__To be done__. Reproduce nothing but the closing run of lines: the line with "Target: concrete balcony floor" and each line that follows it to the end of the data.

__Listed entries__.
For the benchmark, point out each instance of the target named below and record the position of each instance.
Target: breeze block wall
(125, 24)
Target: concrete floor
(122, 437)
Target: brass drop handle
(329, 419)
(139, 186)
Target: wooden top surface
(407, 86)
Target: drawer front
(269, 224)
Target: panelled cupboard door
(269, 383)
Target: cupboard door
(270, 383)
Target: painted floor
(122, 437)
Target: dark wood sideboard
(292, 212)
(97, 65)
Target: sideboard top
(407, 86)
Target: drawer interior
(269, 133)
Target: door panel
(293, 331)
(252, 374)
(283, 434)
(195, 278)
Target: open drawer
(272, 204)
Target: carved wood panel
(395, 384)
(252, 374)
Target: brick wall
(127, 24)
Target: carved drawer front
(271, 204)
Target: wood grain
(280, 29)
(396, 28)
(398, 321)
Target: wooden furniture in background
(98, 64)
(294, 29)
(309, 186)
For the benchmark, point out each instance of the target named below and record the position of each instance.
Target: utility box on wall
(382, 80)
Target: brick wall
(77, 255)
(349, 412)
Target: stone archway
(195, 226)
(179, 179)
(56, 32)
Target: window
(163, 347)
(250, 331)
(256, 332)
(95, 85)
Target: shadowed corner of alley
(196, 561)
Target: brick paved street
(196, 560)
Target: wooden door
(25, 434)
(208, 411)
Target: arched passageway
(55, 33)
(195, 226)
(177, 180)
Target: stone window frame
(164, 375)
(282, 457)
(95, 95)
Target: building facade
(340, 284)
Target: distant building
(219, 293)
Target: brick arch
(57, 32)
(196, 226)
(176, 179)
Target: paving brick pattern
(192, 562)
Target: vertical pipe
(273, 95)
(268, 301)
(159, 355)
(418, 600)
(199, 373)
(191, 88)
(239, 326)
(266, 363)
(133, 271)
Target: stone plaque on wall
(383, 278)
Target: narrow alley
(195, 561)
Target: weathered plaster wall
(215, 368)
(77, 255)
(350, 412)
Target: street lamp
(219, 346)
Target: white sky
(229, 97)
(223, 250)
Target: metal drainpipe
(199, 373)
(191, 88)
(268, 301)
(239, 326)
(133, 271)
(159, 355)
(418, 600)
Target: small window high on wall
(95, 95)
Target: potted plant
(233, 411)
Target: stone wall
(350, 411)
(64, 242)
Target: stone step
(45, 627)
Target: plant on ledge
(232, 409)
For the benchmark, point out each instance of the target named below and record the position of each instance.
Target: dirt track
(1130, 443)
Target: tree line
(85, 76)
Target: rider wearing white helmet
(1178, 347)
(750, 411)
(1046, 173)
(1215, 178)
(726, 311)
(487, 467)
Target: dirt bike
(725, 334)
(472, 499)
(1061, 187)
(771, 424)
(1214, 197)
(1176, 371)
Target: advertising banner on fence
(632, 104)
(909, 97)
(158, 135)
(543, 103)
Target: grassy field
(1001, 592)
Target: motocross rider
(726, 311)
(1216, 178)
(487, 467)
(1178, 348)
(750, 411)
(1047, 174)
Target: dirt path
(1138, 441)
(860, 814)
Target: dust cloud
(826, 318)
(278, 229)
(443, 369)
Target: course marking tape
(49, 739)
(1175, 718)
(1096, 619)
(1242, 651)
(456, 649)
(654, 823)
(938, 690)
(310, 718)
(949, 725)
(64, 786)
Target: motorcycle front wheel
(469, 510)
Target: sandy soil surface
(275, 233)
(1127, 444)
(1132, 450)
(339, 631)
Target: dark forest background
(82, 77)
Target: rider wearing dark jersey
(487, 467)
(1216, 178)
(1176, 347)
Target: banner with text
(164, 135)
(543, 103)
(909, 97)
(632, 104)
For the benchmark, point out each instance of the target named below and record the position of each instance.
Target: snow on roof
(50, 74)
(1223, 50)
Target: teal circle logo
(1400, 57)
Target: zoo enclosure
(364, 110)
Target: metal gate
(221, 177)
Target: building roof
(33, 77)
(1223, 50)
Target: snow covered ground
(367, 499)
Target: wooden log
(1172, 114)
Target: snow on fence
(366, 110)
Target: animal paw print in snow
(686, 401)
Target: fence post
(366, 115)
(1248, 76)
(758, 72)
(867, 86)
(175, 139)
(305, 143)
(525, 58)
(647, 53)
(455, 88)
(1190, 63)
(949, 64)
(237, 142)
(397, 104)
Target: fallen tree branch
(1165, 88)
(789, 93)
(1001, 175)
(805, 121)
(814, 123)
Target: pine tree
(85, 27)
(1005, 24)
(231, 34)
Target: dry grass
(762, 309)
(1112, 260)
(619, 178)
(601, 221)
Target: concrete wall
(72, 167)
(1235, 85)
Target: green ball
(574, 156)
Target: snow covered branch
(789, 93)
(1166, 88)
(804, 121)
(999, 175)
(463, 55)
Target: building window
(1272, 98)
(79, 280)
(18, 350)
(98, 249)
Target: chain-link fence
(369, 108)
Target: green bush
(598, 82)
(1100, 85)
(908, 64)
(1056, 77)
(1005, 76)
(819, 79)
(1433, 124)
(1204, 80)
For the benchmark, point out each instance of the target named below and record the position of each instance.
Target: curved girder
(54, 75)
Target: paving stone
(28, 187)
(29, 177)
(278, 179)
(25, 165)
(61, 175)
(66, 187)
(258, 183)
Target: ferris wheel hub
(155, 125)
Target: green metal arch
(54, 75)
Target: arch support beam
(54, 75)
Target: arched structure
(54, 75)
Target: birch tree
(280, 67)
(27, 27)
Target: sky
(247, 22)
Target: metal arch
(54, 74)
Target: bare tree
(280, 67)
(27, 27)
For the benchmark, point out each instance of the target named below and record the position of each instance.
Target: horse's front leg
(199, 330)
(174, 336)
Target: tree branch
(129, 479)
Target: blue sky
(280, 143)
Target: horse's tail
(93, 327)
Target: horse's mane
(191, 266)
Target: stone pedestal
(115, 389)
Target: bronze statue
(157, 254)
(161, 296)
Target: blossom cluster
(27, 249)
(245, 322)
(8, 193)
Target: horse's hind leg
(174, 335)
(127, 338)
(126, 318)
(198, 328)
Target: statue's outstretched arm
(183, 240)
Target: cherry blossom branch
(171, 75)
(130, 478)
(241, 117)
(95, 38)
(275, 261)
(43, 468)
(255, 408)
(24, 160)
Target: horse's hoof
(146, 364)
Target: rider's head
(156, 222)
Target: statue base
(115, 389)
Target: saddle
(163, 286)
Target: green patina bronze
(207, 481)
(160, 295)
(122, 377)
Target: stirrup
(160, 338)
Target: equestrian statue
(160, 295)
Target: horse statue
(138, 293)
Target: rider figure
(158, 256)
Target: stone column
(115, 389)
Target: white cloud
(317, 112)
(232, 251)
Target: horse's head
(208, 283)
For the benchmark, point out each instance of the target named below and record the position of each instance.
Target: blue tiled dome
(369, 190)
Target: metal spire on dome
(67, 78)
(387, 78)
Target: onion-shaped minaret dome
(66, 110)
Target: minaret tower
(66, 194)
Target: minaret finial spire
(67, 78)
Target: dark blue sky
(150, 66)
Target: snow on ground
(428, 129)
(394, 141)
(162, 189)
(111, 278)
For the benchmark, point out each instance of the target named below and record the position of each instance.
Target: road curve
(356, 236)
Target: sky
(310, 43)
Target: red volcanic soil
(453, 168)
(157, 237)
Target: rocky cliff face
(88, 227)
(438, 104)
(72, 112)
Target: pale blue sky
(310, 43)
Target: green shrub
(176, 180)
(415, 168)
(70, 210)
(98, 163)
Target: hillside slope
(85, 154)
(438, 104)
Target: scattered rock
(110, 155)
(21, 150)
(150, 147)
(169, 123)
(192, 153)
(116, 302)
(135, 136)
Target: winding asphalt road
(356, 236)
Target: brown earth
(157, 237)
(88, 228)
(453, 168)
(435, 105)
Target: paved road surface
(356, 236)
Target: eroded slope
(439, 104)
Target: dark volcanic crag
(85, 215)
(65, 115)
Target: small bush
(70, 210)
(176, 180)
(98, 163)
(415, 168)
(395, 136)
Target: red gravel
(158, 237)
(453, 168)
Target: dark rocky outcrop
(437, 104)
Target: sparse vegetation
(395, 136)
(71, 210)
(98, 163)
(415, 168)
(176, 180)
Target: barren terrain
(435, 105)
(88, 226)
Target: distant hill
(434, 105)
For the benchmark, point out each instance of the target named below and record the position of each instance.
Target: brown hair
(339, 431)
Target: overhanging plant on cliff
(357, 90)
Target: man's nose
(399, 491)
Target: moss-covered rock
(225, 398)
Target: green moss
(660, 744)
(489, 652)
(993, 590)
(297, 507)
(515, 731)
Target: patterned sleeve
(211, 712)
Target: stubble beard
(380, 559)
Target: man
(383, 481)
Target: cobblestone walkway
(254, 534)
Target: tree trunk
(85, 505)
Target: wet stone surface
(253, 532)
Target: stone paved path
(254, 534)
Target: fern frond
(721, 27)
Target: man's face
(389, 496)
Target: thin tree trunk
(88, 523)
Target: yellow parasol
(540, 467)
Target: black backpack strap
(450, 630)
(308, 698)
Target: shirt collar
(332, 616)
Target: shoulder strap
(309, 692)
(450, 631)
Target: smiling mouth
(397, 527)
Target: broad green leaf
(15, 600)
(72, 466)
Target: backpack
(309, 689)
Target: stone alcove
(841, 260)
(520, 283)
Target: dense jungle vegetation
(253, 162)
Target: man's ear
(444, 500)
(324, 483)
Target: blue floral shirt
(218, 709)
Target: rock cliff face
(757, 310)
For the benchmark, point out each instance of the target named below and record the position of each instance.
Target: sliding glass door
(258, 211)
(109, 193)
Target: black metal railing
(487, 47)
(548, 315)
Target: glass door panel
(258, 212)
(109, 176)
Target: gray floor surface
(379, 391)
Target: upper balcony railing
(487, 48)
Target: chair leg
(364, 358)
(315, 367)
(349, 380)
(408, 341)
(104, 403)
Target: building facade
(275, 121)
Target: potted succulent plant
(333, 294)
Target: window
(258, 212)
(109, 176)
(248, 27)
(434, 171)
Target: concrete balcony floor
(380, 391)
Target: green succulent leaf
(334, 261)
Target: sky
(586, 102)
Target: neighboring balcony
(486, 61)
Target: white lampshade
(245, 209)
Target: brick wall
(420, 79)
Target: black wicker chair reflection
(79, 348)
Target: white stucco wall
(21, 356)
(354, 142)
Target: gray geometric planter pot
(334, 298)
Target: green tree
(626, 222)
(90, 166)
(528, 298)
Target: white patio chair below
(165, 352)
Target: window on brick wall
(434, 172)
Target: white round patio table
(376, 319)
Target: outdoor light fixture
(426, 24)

__Final result__.
Target: concrete balcony floor
(380, 391)
Target: green succulent leaf
(334, 261)
Target: sky
(586, 102)
Target: neighboring balcony
(486, 61)
Target: white lampshade
(245, 209)
Target: brick wall
(420, 79)
Target: black wicker chair reflection
(79, 348)
Target: white stucco wall
(21, 356)
(354, 142)
Target: gray geometric planter pot
(334, 298)
Target: green tree
(626, 222)
(90, 166)
(528, 298)
Target: white patio chair below
(165, 352)
Target: window on brick wall
(434, 172)
Target: white round patio table
(376, 319)
Target: outdoor light fixture
(426, 24)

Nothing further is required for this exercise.